§ **Records for this task**

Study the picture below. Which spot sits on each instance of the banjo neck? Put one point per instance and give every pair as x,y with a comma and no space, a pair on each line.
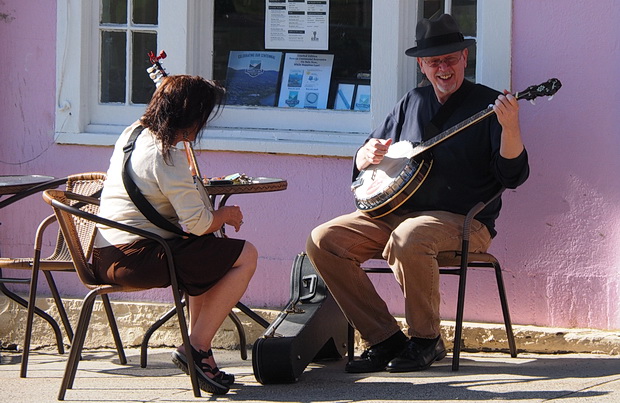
446,134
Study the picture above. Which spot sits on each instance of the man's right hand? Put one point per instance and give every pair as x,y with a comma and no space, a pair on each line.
372,152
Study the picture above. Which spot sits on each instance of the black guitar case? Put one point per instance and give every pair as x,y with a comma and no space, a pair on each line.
311,328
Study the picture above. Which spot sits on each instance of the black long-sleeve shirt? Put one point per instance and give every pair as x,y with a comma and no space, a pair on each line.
467,167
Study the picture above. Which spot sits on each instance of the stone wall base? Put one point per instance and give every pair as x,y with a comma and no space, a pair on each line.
134,318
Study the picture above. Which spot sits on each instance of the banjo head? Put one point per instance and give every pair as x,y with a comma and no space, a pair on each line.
381,185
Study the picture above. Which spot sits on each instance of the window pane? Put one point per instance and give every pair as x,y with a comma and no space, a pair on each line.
142,86
144,12
465,14
113,66
240,26
114,11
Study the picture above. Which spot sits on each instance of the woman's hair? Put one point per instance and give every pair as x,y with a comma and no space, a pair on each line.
181,102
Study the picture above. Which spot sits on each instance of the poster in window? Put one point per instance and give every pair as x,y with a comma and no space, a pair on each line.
297,24
344,96
305,80
362,98
252,78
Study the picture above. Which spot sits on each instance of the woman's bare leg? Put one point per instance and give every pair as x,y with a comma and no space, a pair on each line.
207,311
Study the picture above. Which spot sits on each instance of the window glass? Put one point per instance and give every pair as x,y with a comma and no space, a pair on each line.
123,50
239,26
113,66
113,12
144,12
142,87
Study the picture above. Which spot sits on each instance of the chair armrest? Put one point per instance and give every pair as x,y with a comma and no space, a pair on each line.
474,211
30,191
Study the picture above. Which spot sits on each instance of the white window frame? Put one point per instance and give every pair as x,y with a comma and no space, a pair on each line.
182,24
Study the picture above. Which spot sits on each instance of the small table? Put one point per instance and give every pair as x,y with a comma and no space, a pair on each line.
11,184
21,186
258,184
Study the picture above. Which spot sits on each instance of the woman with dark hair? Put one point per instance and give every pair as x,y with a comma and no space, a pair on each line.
213,271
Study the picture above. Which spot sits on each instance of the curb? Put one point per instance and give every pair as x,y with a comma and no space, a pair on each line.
133,318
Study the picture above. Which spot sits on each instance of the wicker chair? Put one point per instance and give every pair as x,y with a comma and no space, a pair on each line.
73,222
457,263
60,261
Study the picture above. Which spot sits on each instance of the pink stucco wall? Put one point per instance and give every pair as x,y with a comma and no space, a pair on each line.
558,234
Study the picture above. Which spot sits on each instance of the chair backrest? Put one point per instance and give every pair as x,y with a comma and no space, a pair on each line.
79,233
86,184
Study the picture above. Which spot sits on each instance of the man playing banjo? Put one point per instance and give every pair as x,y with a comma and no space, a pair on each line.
466,169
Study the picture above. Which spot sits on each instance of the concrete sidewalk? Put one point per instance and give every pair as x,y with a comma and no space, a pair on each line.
483,376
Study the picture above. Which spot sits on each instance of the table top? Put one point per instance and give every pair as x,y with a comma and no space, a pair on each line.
258,184
10,184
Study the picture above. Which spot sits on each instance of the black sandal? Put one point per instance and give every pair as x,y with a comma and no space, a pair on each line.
213,385
221,376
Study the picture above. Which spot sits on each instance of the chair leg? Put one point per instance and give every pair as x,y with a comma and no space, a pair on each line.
32,298
458,327
350,342
242,342
114,328
185,335
504,301
59,305
77,343
41,313
147,336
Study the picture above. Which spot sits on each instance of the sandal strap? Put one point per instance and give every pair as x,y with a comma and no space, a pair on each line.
205,367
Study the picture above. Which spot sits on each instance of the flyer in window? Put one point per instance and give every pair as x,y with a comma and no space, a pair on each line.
305,80
297,24
252,78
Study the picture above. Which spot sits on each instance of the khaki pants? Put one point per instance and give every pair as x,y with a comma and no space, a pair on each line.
410,243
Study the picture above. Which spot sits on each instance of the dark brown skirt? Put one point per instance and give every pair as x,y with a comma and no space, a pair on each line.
200,262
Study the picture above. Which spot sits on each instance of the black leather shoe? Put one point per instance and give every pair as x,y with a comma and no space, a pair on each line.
417,358
376,357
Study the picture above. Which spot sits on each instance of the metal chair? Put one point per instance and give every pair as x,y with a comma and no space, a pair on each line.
89,184
457,263
72,222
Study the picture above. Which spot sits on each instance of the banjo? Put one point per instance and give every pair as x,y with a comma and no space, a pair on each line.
381,188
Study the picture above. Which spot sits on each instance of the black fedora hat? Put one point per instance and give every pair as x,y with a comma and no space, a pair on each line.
439,36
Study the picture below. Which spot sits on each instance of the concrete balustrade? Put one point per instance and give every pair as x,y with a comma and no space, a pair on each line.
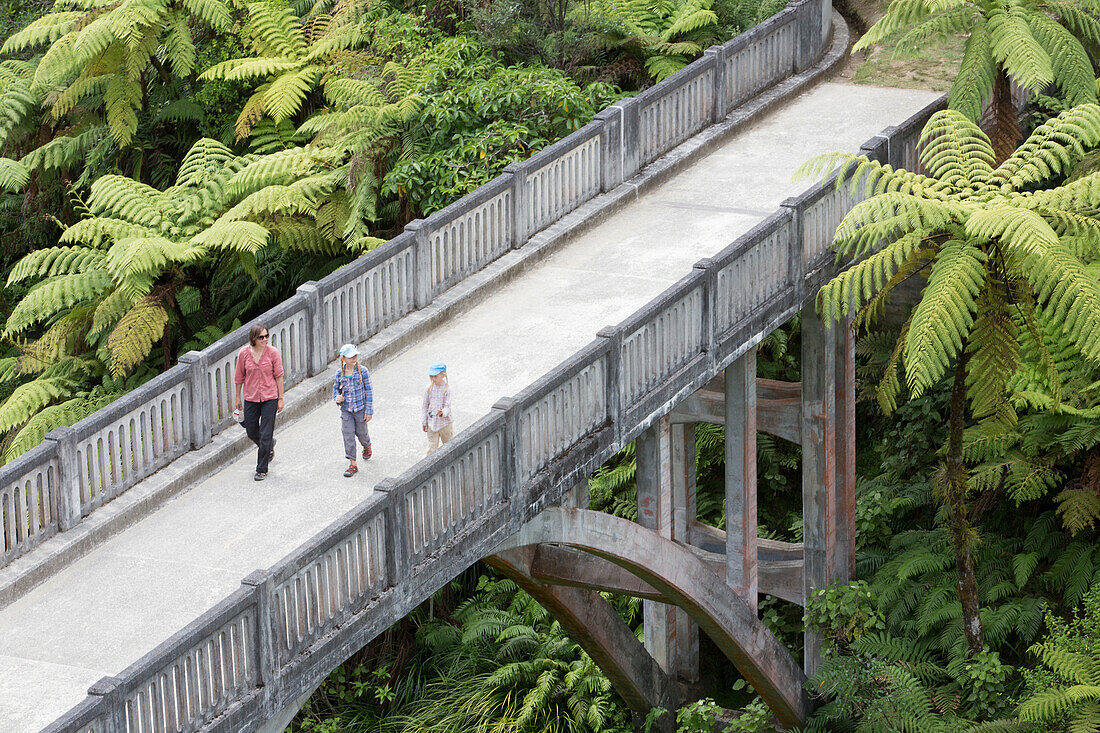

§ **Assignment**
Nothing but the pictures may be dropped; restate the material word for word.

§ **Exercise result**
Study the picture below. Which spot sits on each instance of the banjo neck? Put one point per instance and give every pair as x,y with a comma and no space, a pair on each line.
446,134
Study the picture above. Which spot sits on each instance of the man's right hand? Put one point per instance and give every pair as x,y with a comma and no space, a pair on each line.
372,152
Study the picture above. Which spot sits on each instance of the black guitar case? Put one point per instance and give every pair as x,y with a comma and no space, a pair on each line.
311,328
Study the picture above. Which spot sits on each instance of the black long-sleeve shirt? Put one point per instance and give every pair as x,y with a comma and no space, a pair on each line.
467,167
Study the picture above. Which spot sits on each instance of the stone wall base? Put one point per instance and give every pair as x,y with a comma and no space, a pair on each line.
134,318
Study the picture above. Which spot sits on each instance of the banjo head? Put one point per instance and give every pair as x,y with a comma and no space, a pair on each line.
381,185
Study the picture above. Which spot sits on each instance of the window pane? Put one point per instance and give every pair as x,y with a comma and no space, a pair on each line.
142,86
144,12
465,14
113,66
240,26
114,11
Study the picture above. Which spot sits on each instance of the woman's hair? Put one point per instance and give every pair as x,y with a comma and no space, a pair on each line.
181,102
Study the picture above. Which spot sits on each instance of the poster in window? Put one point per instance and give every pair as x,y with a comma and no space, a pair on each line.
297,24
344,96
305,80
362,98
252,78
Study the picture above. Which spot sits on each instance of the woman's bare leg? Put one point per instance and give every pair as x,y with a comma and no space, a pair on each line.
207,311
Study the picture above. Which spot sits on each instance of the window glass? Put one point per instance and give every pair as x,y with a comma and no space, a pair on each line.
123,50
239,26
113,66
113,12
144,12
142,87
Study the picture above. Which spot sits on each instance of the chair armrest? Put one point per instance and give every pair as x,y with a comma and no space, a pair on each line.
474,211
30,191
Study the picture above. Which spot sits on each instance of the white window frame? Put one point per instance and give every pair as x,y with a comma and no space, a pair on each line.
182,24
Study the picture above. Which spot sits on each instance of the small table? Put one point per instance and give every pair as x,y with a comma and no space, a pair on each line.
11,184
21,186
258,184
Study the picture above. Which spot sits on each instance of the woman with dark hair? Put one point per instance and give every pair as x,y with a comma and no space, a pair on each line.
213,271
Study the picture above. Which spot sits on each instance of the curb? Put one point per instance and give every pair as x,y with a comma and no space, a pair on each line.
133,318
Study the picture above. Which spot sits on each instance of the wicker chair? Put one point per instance and give every pair as x,y with a comma and no space, a pair on each line.
73,222
457,263
60,261
Study the picture above. Which spot sits on each instance of the pink stucco wall? Put one point per instance and give every pair as x,y with a comma and no space, a pair on each line.
558,234
Study the picture above. Which spot sits on each instance of the chair backrest? Put one point per instance and give every pair as x,y with a comma and no space, a pair on each line.
79,233
86,184
Study the picture above. Which spot sits on each instance of the man playing banjo? Put one point per instance and give every pair as x,y with a comma and no space, a pair on each line.
466,169
Study the picture above. Which spot sits on each instance of the concrete sidewalk? Put one point per instance and give every pair as x,y with a comma and no space, a pair on each line.
483,376
Study the picture above. Which spot sits on each instance of the table top? Put one point per instance and give every pair as x,y with a comma and no space, a pair on each line.
258,184
10,184
Study the picture above. Which spot sits on each instance of the black sandal? Put one point per instance and give every pair as x,y with a comma and no space, a pair on each line.
213,385
221,376
Study the picture above. Which spot sits on each instance of the chair leg? Put one point per instance and give every pair as x,y with a comma and no space, a pair on each line.
32,298
458,327
350,342
242,342
114,328
185,335
504,301
59,305
77,343
41,313
147,336
Study the picture above. Which spot sits on each instance of the sandal strap? Put one point per instance and give every pair as x,y with a comma and no space, a pair on each line.
205,367
Study the picture above. Which spot sits on each instance of the flyer in window? Put one point per instance and give every pair as x,y with a comma and no space, a pair on each line.
305,80
297,24
252,78
Study the picture above. Which spot sits on each instance of the khaki pants? Put one point per instance and give every pair as x,y with a comma and no space, a pair on each line.
410,243
Study the picture above. Which spot sits on each instance of the dark brown skirt? Put one point per instance and give every pair as x,y with a comma and no space, a pair on each line.
200,262
Study the picture above. Which spot sits on each instance of the black leather shoe? Put one point per instance and give every pair as x,y with a comma and no space, a pair on each line.
417,358
376,357
Study the picture above. Which spot sits on each instance of the metal chair? Put one point per instance and give every pair as x,y with a comma and no space, a pair on each line.
89,184
457,263
72,222
Study the picture above. Which spot sits on each instance of the banjo? Put one point per instance and give every pair as x,y with a comma and no space, a pair on each line.
381,188
Study the picture above. Which spot sits on each instance of the black fedora hat? Put one point per instance and give every pair as x,y with a comma and no space, a pair on each line.
439,36
Study the picture below. Which spot sits on each instance of the concrete balustrade? Put one point per instance and give every pair as x,y with a comma and no space, a pair on each line.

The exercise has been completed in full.